start

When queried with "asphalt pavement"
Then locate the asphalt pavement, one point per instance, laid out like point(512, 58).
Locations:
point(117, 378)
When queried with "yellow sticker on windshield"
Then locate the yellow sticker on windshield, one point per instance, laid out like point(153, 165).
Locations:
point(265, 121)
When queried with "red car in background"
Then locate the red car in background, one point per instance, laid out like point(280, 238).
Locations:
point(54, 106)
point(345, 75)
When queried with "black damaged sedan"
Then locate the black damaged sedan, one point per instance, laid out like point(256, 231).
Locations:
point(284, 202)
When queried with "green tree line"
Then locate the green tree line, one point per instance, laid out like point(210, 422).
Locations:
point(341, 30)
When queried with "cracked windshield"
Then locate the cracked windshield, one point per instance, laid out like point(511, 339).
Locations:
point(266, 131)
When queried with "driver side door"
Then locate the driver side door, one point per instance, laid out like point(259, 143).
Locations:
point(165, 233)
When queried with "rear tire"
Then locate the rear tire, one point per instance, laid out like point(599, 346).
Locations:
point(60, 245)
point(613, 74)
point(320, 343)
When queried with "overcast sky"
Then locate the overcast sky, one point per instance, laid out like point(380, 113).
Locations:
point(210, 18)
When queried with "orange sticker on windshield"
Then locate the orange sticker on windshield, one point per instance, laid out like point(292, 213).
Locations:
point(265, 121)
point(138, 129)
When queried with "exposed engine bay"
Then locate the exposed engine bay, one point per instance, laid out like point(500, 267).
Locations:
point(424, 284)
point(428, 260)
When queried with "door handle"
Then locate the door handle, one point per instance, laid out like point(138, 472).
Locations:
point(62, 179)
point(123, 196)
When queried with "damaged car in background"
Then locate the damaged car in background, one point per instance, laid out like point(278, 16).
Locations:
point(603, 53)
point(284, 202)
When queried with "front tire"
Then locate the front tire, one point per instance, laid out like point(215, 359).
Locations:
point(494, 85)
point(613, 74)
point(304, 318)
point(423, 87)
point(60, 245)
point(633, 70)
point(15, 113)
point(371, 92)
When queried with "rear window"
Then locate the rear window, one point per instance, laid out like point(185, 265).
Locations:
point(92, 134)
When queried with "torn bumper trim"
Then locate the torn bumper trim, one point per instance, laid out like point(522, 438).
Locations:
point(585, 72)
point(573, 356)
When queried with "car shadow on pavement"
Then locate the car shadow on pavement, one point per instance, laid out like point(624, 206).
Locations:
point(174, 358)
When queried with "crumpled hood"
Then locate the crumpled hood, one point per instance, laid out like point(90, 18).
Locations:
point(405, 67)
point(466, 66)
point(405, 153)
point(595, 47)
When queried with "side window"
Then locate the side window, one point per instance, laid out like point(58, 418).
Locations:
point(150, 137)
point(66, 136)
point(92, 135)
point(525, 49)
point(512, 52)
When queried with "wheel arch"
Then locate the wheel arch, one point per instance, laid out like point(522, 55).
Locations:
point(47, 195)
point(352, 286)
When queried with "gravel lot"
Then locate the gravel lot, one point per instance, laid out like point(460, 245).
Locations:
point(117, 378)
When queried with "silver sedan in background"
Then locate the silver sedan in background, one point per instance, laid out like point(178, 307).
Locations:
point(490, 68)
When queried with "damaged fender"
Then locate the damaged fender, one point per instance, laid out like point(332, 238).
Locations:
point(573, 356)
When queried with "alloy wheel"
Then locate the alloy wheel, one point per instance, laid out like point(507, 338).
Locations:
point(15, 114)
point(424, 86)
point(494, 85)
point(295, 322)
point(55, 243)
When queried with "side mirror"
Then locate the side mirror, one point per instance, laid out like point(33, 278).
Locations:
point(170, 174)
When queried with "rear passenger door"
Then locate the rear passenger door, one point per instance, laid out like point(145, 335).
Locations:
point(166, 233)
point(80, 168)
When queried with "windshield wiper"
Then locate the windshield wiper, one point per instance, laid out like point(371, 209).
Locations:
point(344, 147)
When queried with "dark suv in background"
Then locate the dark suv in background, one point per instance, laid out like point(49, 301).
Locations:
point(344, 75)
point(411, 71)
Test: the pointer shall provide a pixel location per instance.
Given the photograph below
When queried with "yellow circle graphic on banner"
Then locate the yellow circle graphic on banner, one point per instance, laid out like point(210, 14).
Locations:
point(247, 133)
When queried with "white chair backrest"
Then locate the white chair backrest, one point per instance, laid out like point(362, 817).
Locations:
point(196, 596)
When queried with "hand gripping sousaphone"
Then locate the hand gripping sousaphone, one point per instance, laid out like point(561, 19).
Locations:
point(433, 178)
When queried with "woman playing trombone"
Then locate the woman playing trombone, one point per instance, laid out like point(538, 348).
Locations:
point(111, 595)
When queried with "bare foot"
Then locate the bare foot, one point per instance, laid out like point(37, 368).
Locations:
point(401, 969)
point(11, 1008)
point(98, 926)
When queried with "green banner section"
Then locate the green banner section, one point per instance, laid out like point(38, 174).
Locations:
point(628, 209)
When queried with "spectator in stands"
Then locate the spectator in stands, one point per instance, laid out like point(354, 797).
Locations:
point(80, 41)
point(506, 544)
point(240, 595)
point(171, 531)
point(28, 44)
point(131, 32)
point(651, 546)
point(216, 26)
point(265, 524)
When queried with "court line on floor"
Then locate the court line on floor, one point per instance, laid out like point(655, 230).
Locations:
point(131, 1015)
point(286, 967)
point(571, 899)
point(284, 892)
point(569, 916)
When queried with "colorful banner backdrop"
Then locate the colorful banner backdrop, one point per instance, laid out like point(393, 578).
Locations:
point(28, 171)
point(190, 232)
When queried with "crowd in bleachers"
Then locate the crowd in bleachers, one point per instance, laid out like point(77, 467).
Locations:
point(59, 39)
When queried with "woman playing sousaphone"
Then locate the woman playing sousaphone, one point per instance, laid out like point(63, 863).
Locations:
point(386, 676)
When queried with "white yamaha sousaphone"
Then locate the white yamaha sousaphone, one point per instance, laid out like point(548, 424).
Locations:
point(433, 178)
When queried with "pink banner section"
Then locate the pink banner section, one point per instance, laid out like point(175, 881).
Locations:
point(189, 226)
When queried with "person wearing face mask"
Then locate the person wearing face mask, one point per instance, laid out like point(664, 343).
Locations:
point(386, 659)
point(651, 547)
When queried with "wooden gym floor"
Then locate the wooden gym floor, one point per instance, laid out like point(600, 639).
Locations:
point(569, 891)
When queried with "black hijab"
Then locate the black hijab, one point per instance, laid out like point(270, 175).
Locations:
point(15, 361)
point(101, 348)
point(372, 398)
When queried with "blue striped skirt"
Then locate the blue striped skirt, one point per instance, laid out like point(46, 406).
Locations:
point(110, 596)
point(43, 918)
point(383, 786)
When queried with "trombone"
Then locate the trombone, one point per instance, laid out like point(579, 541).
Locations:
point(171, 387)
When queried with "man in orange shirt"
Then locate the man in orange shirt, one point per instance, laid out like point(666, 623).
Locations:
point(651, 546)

end

◆ **What needs to be done**:
Find each line in the data that contains the word "passenger" and copy it out.

◆ **Expected answer**:
When queried with "rear passenger door"
Then locate the rear passenger door, one point per instance, laid out like point(145, 335).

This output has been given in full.